**Requirement**
Write out nothing but the lines from the one containing "# locate green shrub: put" through the last line below, both included, and without the pictures.

**Dataset records**

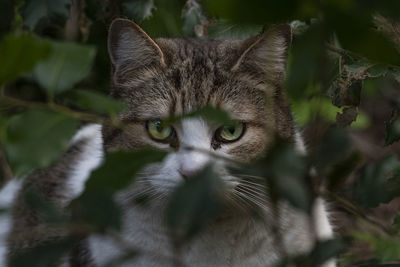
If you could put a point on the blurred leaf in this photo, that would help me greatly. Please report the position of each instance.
(387, 249)
(305, 110)
(346, 118)
(6, 16)
(67, 64)
(396, 222)
(138, 9)
(96, 206)
(374, 187)
(166, 19)
(377, 70)
(342, 169)
(193, 203)
(307, 50)
(362, 121)
(35, 10)
(19, 54)
(335, 146)
(93, 101)
(192, 17)
(259, 11)
(393, 128)
(36, 138)
(356, 33)
(285, 171)
(46, 254)
(222, 29)
(348, 93)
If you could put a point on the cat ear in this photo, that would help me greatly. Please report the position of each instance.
(130, 47)
(266, 52)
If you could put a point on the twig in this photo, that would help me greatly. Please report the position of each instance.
(353, 209)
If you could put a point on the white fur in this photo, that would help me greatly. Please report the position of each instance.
(7, 195)
(234, 242)
(226, 244)
(89, 159)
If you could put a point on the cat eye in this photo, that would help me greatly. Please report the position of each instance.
(159, 131)
(230, 133)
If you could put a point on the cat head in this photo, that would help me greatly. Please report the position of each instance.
(159, 78)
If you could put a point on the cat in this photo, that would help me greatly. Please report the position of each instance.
(158, 78)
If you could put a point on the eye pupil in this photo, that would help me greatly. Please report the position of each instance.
(230, 133)
(158, 125)
(159, 131)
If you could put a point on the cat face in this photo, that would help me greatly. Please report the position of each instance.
(168, 77)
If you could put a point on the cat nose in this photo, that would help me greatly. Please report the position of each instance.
(188, 173)
(191, 164)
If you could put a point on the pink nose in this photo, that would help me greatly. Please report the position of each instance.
(187, 173)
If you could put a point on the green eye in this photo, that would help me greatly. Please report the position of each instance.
(158, 131)
(230, 133)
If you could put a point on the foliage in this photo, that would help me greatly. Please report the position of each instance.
(55, 73)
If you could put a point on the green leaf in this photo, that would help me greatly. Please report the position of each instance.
(374, 187)
(36, 138)
(222, 29)
(19, 54)
(67, 64)
(194, 202)
(377, 70)
(307, 50)
(166, 20)
(192, 19)
(285, 172)
(387, 249)
(96, 206)
(396, 222)
(45, 254)
(347, 117)
(333, 148)
(35, 10)
(93, 101)
(259, 11)
(138, 9)
(306, 110)
(393, 128)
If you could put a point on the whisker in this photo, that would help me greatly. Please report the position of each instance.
(250, 187)
(256, 197)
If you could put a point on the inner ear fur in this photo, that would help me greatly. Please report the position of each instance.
(130, 47)
(266, 52)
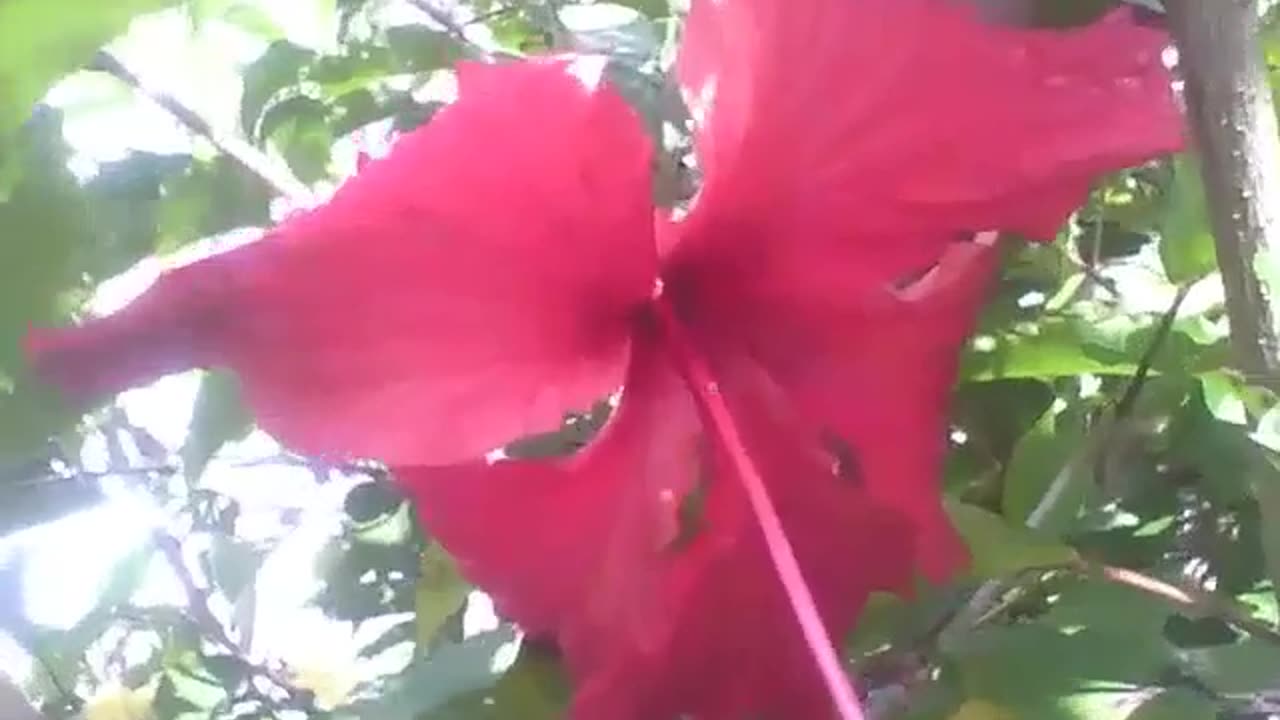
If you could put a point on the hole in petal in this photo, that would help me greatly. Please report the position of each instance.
(844, 459)
(689, 516)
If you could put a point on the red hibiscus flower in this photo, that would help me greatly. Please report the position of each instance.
(785, 351)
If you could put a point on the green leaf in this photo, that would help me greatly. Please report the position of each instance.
(447, 674)
(534, 688)
(278, 68)
(1096, 655)
(1248, 666)
(1046, 479)
(42, 40)
(218, 418)
(439, 595)
(621, 32)
(1000, 548)
(209, 199)
(1052, 347)
(652, 8)
(1267, 493)
(1187, 241)
(233, 564)
(45, 232)
(1176, 703)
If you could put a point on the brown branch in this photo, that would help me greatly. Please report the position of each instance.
(1194, 601)
(1234, 128)
(277, 178)
(197, 609)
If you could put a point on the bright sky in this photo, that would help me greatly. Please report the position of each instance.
(104, 123)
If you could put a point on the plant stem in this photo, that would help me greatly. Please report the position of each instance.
(705, 390)
(1194, 600)
(1234, 127)
(275, 177)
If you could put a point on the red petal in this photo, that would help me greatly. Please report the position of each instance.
(865, 365)
(652, 627)
(469, 288)
(941, 122)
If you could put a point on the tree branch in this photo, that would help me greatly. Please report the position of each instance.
(209, 624)
(275, 177)
(1234, 128)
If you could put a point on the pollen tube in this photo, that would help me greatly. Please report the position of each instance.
(702, 383)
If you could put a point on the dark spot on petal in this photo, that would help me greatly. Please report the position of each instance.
(844, 459)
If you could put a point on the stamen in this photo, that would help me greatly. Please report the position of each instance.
(705, 390)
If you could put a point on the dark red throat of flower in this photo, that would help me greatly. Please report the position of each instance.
(705, 391)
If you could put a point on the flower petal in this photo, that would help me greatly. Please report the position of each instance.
(914, 115)
(867, 367)
(467, 288)
(648, 611)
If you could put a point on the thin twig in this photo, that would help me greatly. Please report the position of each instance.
(1124, 408)
(1095, 451)
(275, 177)
(1196, 601)
(209, 624)
(446, 21)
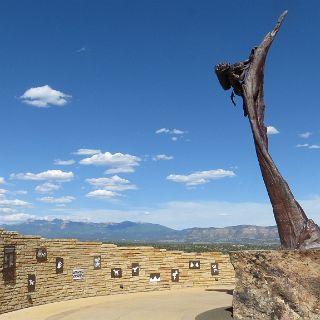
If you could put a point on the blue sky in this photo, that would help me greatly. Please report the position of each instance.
(111, 111)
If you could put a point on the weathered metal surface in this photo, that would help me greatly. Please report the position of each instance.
(296, 231)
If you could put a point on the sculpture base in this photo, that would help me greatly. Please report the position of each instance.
(276, 285)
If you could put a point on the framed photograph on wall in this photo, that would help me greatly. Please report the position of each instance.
(9, 263)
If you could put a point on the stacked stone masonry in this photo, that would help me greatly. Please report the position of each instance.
(51, 286)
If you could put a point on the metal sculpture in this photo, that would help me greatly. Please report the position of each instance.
(246, 78)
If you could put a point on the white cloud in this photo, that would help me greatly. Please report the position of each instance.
(170, 131)
(47, 187)
(159, 157)
(314, 146)
(305, 145)
(19, 192)
(177, 131)
(3, 192)
(15, 202)
(59, 162)
(305, 135)
(16, 217)
(56, 175)
(162, 130)
(114, 183)
(7, 210)
(308, 146)
(201, 177)
(102, 194)
(44, 96)
(272, 130)
(82, 49)
(116, 160)
(87, 152)
(66, 199)
(119, 170)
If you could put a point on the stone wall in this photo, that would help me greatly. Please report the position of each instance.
(277, 285)
(78, 257)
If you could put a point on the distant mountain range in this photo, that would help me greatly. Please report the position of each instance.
(128, 231)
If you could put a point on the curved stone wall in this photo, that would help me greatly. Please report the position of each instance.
(37, 271)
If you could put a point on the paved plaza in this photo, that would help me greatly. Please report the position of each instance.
(182, 304)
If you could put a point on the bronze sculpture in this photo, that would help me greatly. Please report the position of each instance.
(246, 78)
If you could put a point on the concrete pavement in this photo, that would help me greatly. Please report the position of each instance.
(182, 304)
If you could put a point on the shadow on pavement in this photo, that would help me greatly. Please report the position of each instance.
(216, 314)
(227, 291)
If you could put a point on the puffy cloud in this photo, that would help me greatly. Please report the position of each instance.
(114, 183)
(272, 130)
(87, 152)
(3, 191)
(305, 135)
(159, 157)
(59, 162)
(57, 175)
(102, 194)
(82, 49)
(66, 199)
(308, 146)
(116, 160)
(16, 217)
(170, 131)
(47, 187)
(201, 177)
(314, 146)
(7, 210)
(15, 202)
(119, 170)
(44, 96)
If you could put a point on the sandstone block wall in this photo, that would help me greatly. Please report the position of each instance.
(277, 285)
(52, 287)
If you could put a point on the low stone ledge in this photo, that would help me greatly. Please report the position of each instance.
(276, 285)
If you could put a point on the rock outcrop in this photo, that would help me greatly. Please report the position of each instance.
(276, 285)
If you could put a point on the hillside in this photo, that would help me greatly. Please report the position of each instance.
(144, 232)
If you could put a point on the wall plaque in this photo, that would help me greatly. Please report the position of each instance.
(194, 264)
(31, 282)
(77, 274)
(175, 275)
(59, 265)
(116, 273)
(96, 262)
(155, 277)
(9, 263)
(41, 254)
(215, 268)
(135, 269)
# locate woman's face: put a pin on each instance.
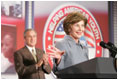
(77, 30)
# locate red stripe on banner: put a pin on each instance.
(87, 28)
(91, 37)
(90, 43)
(59, 36)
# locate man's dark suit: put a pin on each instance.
(25, 64)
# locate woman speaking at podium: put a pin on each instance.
(70, 51)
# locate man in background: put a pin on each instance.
(30, 62)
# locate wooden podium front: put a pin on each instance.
(102, 68)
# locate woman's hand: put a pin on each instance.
(55, 53)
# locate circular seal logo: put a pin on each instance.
(54, 32)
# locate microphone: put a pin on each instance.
(112, 45)
(109, 46)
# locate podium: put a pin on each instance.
(102, 68)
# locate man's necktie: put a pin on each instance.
(33, 54)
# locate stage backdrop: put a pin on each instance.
(48, 20)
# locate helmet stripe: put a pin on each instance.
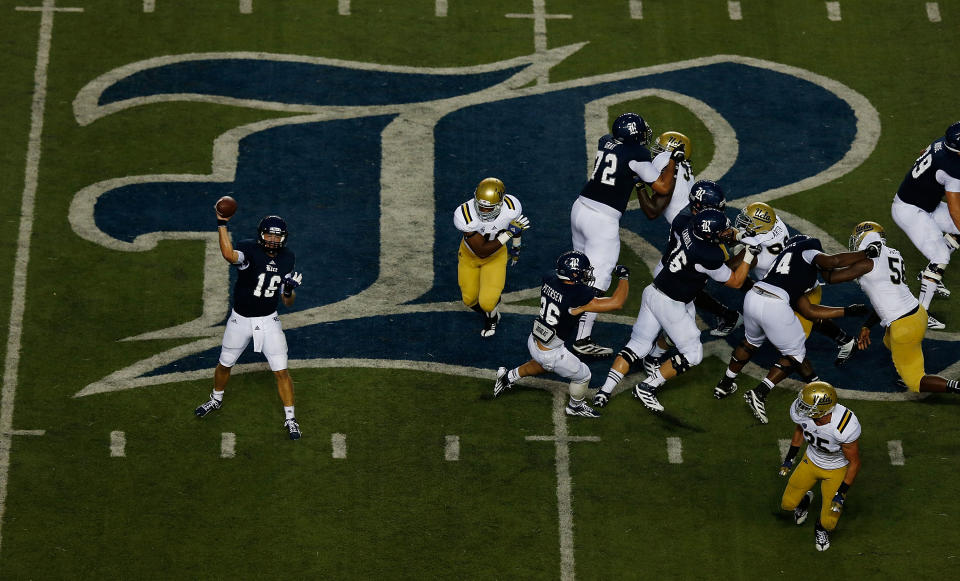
(844, 421)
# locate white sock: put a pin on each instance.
(585, 325)
(613, 378)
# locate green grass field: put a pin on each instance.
(529, 494)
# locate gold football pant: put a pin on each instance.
(903, 338)
(481, 279)
(805, 477)
(814, 296)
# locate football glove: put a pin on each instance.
(514, 252)
(836, 505)
(518, 225)
(872, 250)
(679, 154)
(785, 467)
(291, 281)
(856, 310)
(751, 253)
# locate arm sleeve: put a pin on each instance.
(720, 275)
(647, 170)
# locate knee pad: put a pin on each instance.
(628, 355)
(933, 272)
(681, 364)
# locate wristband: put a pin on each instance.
(791, 453)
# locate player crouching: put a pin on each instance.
(563, 298)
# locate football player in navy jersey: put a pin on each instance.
(769, 314)
(265, 276)
(927, 208)
(564, 296)
(695, 253)
(621, 161)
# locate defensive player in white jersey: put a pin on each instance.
(762, 227)
(927, 208)
(622, 160)
(770, 311)
(883, 279)
(671, 203)
(487, 220)
(832, 457)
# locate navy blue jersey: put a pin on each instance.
(792, 273)
(259, 279)
(679, 279)
(612, 180)
(557, 297)
(920, 187)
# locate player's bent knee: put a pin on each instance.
(628, 355)
(582, 374)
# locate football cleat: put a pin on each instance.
(720, 391)
(587, 347)
(822, 539)
(650, 364)
(846, 352)
(803, 509)
(502, 382)
(726, 326)
(490, 326)
(293, 428)
(602, 399)
(582, 410)
(207, 406)
(756, 405)
(645, 393)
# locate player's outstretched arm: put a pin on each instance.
(226, 245)
(614, 301)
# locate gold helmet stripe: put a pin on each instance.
(844, 421)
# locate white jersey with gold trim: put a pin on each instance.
(467, 219)
(772, 243)
(886, 286)
(824, 443)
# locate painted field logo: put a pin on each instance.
(369, 171)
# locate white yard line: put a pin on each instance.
(833, 11)
(118, 444)
(895, 448)
(733, 9)
(540, 17)
(451, 452)
(228, 445)
(22, 260)
(675, 450)
(562, 441)
(339, 444)
(784, 447)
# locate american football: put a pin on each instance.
(226, 206)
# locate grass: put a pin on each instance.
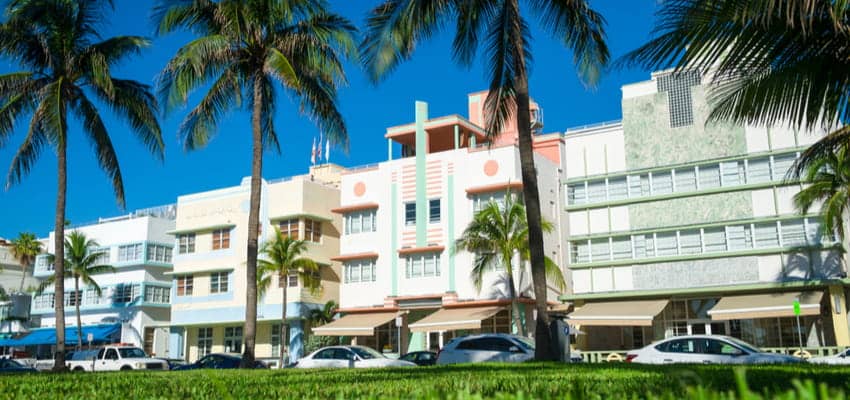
(502, 381)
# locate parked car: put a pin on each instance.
(705, 349)
(498, 347)
(349, 357)
(420, 358)
(218, 361)
(9, 365)
(114, 358)
(842, 358)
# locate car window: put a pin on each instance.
(111, 354)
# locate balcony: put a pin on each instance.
(124, 255)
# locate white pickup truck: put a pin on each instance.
(116, 358)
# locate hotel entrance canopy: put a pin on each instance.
(355, 324)
(619, 313)
(450, 319)
(769, 305)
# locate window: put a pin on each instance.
(186, 243)
(221, 239)
(360, 221)
(233, 339)
(184, 285)
(313, 231)
(125, 293)
(422, 265)
(159, 253)
(360, 271)
(434, 211)
(289, 228)
(157, 294)
(130, 252)
(410, 214)
(218, 282)
(204, 341)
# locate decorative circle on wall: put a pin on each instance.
(359, 189)
(491, 167)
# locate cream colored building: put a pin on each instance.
(208, 295)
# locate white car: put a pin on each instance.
(842, 358)
(705, 349)
(497, 347)
(349, 357)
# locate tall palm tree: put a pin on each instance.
(81, 259)
(395, 27)
(827, 182)
(283, 258)
(65, 62)
(243, 49)
(783, 62)
(25, 247)
(497, 235)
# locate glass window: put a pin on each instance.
(313, 231)
(422, 265)
(218, 282)
(233, 339)
(289, 228)
(434, 211)
(186, 243)
(185, 284)
(359, 271)
(410, 214)
(221, 239)
(204, 341)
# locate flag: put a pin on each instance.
(327, 150)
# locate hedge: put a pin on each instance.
(502, 381)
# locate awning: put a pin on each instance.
(618, 313)
(355, 324)
(450, 319)
(769, 305)
(100, 333)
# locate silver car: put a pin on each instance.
(705, 349)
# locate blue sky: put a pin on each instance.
(431, 76)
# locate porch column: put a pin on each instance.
(838, 311)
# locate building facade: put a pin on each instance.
(208, 296)
(678, 226)
(134, 306)
(404, 286)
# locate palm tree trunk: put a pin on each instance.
(59, 256)
(284, 326)
(253, 228)
(77, 306)
(532, 205)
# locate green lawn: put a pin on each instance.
(525, 381)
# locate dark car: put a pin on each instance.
(218, 361)
(420, 358)
(7, 365)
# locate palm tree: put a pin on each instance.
(283, 258)
(395, 27)
(243, 48)
(25, 247)
(325, 314)
(773, 62)
(81, 258)
(498, 234)
(827, 182)
(64, 63)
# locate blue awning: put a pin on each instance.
(100, 333)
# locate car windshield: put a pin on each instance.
(744, 345)
(525, 343)
(366, 353)
(131, 352)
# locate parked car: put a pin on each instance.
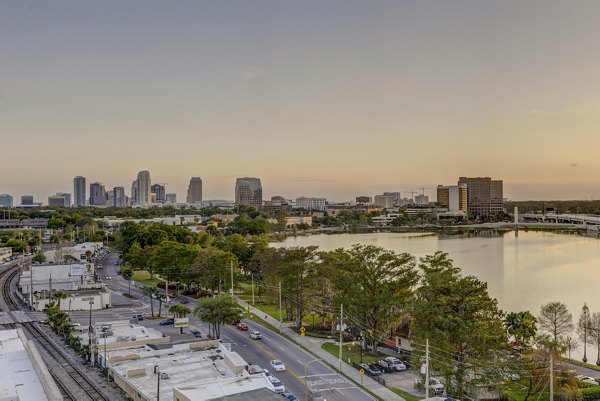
(395, 364)
(369, 370)
(384, 366)
(277, 365)
(434, 384)
(290, 396)
(278, 386)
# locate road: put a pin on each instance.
(258, 352)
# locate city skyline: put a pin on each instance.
(316, 99)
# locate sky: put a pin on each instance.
(334, 98)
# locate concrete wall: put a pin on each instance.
(50, 388)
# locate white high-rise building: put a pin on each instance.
(141, 192)
(310, 203)
(248, 191)
(194, 191)
(79, 191)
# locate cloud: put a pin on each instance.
(253, 72)
(311, 179)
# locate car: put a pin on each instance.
(434, 384)
(289, 396)
(278, 386)
(384, 366)
(369, 370)
(395, 364)
(277, 365)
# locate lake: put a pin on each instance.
(523, 271)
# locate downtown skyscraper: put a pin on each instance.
(194, 191)
(248, 192)
(140, 189)
(79, 189)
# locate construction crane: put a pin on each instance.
(423, 190)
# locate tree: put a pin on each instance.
(522, 326)
(375, 287)
(595, 332)
(39, 258)
(180, 311)
(583, 328)
(556, 319)
(150, 291)
(217, 312)
(59, 295)
(459, 318)
(128, 275)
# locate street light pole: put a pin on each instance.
(90, 331)
(306, 379)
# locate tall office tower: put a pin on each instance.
(133, 197)
(66, 197)
(97, 194)
(119, 199)
(79, 191)
(384, 201)
(484, 196)
(26, 200)
(248, 191)
(453, 197)
(194, 191)
(6, 201)
(142, 190)
(396, 198)
(159, 191)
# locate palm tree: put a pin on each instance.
(128, 275)
(59, 295)
(180, 311)
(150, 291)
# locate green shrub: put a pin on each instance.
(591, 393)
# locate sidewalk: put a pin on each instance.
(314, 345)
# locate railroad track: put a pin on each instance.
(79, 378)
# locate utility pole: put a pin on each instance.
(231, 266)
(280, 317)
(341, 335)
(551, 377)
(427, 369)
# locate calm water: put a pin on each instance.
(523, 272)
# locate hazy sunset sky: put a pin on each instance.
(317, 98)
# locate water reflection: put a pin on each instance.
(522, 271)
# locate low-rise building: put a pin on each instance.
(25, 375)
(5, 253)
(297, 220)
(195, 371)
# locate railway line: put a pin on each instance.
(67, 389)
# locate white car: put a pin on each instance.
(277, 365)
(277, 385)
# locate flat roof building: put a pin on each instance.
(195, 371)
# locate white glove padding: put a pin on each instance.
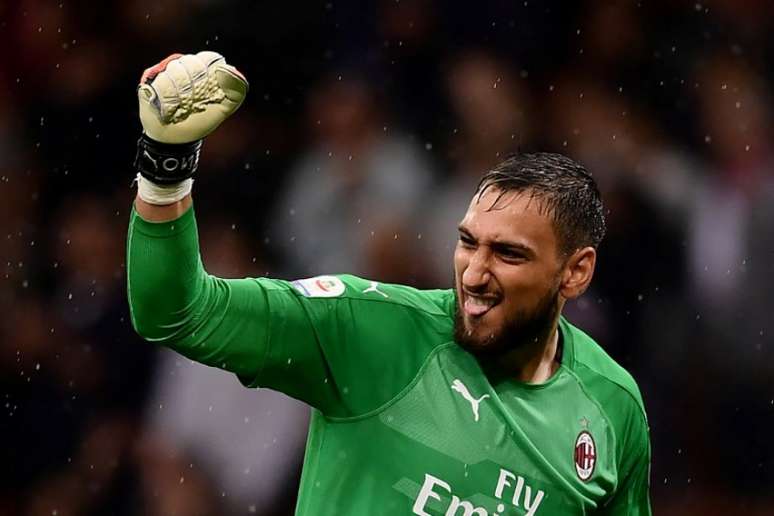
(186, 97)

**Solution for this problem**
# locate green shrub: put a pin on each instance.
(591, 393)
# locate sidewalk: put a pin on each instance.
(314, 345)
# locate railroad track: put a pin on each instance.
(79, 378)
# locate utility pole: put a pin on each instance.
(231, 266)
(280, 317)
(341, 335)
(551, 377)
(427, 369)
# locate calm water: put a pin on each instance.
(523, 272)
# locate hazy sunset sky: put a pin on each instance.
(317, 98)
# locate water reflection: put a pin on each instance.
(522, 271)
# locate low-rise building: put a pin on each instance.
(25, 375)
(5, 253)
(297, 220)
(195, 371)
# locate railway line: put a pin on each instance.
(67, 389)
# locate white car: put a pin on each instance.
(277, 365)
(277, 385)
# locate flat roof building: put a pin on each instance.
(195, 371)
# locate white glove padding: put a pin on each instance.
(186, 97)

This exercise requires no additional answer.